Scan the material below for lines with the word "plume" and report how many there are, with nothing added.

Information supplied
• • • •
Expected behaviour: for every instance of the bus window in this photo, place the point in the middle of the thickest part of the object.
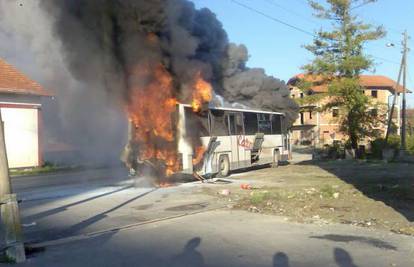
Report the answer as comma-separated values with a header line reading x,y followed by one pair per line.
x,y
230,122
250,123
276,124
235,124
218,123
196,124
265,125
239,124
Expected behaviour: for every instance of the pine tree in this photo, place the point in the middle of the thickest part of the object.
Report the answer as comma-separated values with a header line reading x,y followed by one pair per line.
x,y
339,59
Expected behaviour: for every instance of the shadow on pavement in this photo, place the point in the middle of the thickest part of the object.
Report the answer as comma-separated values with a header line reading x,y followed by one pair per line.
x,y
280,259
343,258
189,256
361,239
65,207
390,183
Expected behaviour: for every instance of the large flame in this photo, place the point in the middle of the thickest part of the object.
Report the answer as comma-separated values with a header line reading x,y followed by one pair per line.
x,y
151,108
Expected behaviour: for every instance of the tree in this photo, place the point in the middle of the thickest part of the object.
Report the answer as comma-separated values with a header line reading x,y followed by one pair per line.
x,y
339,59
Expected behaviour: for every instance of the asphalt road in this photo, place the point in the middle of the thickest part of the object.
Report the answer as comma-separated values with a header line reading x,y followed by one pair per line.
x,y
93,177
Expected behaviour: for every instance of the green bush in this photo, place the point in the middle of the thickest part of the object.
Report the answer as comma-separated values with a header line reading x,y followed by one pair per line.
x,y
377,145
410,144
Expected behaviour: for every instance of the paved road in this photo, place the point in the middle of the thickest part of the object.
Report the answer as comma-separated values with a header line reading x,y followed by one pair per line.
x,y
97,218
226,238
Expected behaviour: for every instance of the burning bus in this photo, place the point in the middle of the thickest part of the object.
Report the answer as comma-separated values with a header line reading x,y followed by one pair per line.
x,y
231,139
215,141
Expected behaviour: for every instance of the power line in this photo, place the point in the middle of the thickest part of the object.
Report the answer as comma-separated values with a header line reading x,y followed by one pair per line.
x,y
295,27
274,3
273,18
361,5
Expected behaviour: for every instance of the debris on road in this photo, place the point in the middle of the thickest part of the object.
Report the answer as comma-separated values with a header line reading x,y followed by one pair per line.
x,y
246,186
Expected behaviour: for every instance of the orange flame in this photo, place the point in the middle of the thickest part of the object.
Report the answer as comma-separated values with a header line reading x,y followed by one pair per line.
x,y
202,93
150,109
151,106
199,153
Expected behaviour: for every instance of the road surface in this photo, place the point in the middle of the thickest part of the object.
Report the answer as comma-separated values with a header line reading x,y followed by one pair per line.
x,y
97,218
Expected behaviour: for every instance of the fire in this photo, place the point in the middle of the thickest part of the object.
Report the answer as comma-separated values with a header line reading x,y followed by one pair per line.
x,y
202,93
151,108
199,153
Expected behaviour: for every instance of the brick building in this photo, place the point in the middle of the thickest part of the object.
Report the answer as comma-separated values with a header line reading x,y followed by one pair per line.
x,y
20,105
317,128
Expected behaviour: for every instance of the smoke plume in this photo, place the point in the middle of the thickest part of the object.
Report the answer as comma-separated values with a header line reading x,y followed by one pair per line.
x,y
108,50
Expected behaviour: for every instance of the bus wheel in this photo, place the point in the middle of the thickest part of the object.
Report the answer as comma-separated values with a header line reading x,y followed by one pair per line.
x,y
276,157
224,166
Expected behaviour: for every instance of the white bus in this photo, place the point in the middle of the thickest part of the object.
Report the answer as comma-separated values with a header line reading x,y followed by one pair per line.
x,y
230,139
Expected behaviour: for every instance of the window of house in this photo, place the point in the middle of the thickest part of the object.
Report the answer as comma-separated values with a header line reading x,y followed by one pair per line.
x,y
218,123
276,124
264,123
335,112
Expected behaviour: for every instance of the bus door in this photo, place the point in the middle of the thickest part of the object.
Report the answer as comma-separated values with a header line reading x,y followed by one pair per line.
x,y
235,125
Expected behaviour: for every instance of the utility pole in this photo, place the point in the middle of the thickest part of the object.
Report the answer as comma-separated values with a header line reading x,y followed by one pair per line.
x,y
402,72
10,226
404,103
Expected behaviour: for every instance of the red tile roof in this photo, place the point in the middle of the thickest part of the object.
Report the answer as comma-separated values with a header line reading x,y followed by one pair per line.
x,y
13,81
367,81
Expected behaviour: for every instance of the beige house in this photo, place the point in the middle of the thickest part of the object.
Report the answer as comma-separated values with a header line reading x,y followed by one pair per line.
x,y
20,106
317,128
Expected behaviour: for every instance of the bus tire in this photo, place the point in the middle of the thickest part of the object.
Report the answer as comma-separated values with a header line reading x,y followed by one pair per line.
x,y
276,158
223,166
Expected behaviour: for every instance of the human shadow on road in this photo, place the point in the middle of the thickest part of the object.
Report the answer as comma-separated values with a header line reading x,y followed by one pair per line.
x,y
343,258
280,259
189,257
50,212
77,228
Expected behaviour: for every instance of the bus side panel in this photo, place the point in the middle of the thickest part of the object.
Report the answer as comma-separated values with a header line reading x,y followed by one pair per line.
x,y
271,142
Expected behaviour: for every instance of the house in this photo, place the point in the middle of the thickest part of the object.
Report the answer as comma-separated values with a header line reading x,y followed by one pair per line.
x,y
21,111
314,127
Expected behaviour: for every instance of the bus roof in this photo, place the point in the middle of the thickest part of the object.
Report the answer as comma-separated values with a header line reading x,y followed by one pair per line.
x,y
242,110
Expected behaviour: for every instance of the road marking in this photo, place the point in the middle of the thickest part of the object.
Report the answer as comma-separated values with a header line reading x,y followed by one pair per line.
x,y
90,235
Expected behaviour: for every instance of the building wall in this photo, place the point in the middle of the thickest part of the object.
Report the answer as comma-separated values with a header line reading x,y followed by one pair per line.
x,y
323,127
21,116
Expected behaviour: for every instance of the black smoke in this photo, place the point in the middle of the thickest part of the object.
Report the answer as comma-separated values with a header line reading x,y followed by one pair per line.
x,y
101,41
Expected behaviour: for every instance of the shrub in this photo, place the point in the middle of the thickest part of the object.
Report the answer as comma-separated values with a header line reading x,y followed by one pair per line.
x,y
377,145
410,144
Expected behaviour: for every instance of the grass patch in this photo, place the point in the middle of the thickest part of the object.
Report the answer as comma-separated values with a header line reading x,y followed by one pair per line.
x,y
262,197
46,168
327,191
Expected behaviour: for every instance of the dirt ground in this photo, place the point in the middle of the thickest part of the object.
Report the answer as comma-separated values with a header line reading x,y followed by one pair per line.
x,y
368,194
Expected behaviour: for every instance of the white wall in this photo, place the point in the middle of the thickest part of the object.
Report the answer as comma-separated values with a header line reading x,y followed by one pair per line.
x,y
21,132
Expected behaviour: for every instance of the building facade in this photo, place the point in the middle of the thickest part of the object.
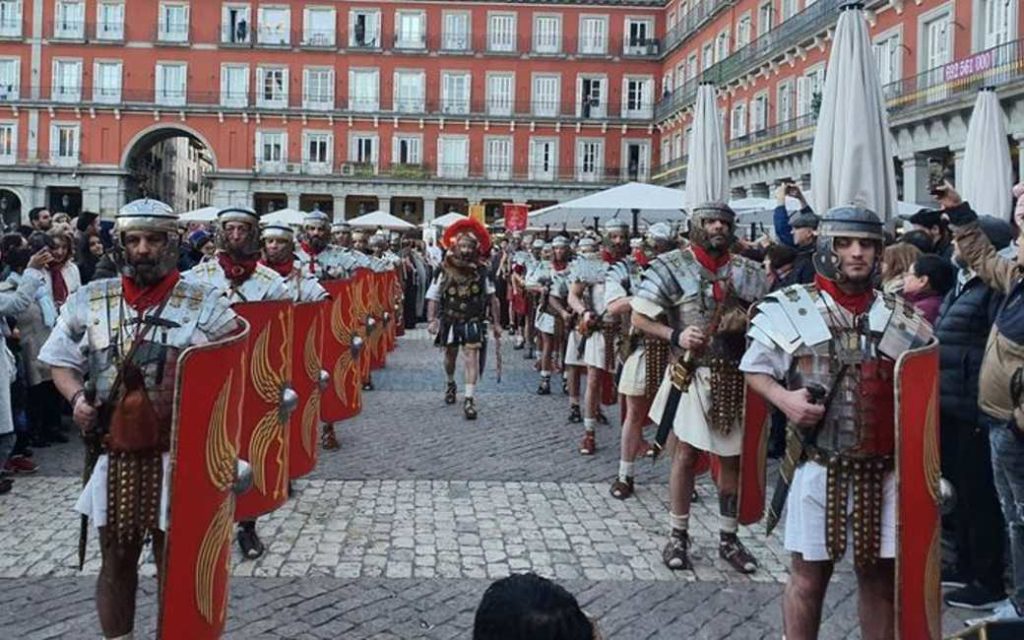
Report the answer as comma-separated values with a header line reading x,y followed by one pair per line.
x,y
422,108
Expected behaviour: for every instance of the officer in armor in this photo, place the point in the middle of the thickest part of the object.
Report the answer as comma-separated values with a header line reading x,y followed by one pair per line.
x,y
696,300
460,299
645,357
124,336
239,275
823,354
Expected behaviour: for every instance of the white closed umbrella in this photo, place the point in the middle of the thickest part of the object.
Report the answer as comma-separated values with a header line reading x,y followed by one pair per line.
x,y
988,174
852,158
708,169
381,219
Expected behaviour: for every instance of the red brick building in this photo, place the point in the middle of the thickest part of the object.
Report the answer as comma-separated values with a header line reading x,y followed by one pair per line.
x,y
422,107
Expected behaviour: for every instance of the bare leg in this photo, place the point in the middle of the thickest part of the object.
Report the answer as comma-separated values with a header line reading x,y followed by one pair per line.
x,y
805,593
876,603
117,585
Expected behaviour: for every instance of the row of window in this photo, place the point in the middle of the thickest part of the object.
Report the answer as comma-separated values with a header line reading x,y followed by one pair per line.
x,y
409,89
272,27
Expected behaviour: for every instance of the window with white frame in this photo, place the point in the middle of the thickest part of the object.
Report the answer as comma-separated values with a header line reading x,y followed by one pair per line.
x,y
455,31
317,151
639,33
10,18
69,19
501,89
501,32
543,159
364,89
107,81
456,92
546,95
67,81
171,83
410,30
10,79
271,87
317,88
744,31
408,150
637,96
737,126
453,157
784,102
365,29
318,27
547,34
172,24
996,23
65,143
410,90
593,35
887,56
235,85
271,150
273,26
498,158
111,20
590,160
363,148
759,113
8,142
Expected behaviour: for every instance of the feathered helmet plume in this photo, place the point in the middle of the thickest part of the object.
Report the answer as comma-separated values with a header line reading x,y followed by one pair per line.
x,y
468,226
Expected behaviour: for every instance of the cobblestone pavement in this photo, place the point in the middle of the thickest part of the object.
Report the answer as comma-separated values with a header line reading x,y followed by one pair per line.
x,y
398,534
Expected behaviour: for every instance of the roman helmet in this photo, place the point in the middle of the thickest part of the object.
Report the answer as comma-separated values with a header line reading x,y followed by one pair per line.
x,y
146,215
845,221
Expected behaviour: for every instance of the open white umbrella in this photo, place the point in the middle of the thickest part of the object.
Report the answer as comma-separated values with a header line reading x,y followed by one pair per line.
• • • •
Task solution
2